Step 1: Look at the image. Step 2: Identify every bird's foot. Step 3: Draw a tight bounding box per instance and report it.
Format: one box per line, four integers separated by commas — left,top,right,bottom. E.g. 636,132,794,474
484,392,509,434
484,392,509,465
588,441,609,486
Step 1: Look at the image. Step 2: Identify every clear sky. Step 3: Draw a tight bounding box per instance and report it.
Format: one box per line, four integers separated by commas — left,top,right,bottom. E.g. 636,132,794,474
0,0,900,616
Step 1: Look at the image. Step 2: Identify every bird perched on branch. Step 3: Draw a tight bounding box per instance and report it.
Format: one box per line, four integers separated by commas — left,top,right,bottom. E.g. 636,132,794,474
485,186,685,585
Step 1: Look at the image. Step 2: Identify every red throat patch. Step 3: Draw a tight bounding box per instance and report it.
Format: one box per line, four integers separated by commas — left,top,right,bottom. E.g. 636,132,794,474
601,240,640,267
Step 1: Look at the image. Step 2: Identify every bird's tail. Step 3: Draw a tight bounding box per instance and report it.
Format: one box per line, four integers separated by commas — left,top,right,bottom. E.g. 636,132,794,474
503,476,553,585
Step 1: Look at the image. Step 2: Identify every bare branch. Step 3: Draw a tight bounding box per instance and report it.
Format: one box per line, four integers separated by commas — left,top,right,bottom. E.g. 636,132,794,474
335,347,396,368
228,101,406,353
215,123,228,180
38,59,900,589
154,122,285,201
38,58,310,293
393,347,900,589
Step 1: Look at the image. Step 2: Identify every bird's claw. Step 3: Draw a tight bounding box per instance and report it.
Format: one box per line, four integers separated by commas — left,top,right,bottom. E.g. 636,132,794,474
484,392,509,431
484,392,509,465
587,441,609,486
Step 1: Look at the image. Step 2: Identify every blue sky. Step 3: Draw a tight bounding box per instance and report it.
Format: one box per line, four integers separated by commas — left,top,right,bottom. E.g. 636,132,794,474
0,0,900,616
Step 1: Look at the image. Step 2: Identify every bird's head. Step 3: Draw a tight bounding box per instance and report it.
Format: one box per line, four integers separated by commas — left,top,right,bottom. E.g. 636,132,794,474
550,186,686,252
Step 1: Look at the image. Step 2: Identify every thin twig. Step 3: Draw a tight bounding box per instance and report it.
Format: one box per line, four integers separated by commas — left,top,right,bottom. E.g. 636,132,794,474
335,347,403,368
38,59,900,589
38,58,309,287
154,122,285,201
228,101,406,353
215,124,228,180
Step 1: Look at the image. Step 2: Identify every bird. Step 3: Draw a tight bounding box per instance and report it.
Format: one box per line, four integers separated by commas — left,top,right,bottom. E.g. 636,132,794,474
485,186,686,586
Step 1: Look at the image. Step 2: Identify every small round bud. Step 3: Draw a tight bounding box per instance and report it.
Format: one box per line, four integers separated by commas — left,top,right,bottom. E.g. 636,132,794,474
:::::
Your instructions
Counting case-sensitively, how many lines of the data above contain the word "branch"? Reply with the number only.

Solution to this problem
2